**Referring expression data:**
*** Begin section ***

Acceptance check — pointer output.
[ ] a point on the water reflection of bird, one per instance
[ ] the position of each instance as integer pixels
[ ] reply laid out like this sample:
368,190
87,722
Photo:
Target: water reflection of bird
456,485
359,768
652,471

*** End section ***

**TO DO:**
The entries above must be retyped exactly, down to the last character.

**FINAL ANSWER:**
Acceptance check — pointer output.
[ ] a point on the water reflection of bird, one per instance
[ ] the position of each instance as integer pixels
[ ] reply laid out like this sample:
368,190
87,722
Photo:
Target: water reflection of bird
456,485
359,768
652,471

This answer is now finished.